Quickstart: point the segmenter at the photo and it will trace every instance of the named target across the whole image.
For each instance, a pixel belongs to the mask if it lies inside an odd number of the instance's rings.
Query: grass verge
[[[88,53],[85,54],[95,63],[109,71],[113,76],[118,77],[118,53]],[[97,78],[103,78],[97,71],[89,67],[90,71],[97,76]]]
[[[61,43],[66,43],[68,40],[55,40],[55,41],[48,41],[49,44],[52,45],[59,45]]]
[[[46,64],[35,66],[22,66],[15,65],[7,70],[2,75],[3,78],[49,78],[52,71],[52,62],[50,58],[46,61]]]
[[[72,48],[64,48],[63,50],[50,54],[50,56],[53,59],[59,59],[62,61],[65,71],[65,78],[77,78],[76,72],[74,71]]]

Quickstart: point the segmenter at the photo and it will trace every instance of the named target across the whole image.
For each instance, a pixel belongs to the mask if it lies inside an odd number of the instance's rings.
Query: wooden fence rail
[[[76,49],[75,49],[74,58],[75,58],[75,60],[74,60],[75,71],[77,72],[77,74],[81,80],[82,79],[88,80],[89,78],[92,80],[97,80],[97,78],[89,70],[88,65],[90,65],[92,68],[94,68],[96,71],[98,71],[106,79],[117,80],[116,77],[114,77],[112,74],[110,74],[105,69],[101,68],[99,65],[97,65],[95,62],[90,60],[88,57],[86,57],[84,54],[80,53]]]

════

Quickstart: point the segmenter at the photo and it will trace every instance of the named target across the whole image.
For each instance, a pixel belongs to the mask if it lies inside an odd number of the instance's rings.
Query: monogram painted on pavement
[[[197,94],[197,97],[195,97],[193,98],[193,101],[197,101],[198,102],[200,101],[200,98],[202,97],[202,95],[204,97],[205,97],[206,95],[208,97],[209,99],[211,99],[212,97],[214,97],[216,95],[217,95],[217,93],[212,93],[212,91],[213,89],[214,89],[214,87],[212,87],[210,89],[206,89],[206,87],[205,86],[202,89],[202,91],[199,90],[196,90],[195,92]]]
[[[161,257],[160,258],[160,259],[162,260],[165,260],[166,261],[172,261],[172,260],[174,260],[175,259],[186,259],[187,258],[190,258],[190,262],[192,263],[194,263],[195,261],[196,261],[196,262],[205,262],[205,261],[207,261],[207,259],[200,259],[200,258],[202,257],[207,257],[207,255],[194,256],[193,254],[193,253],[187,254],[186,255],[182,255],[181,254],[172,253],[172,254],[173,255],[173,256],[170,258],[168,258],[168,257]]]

════

▸ **WHAT IS EXPECTED**:
Copy out each line in the records above that contains the string "Query". Case matters when matching.

▸ **THE RESULT**:
Query: grass verge
Query: wooden fence rail
Query: monogram painted on pavement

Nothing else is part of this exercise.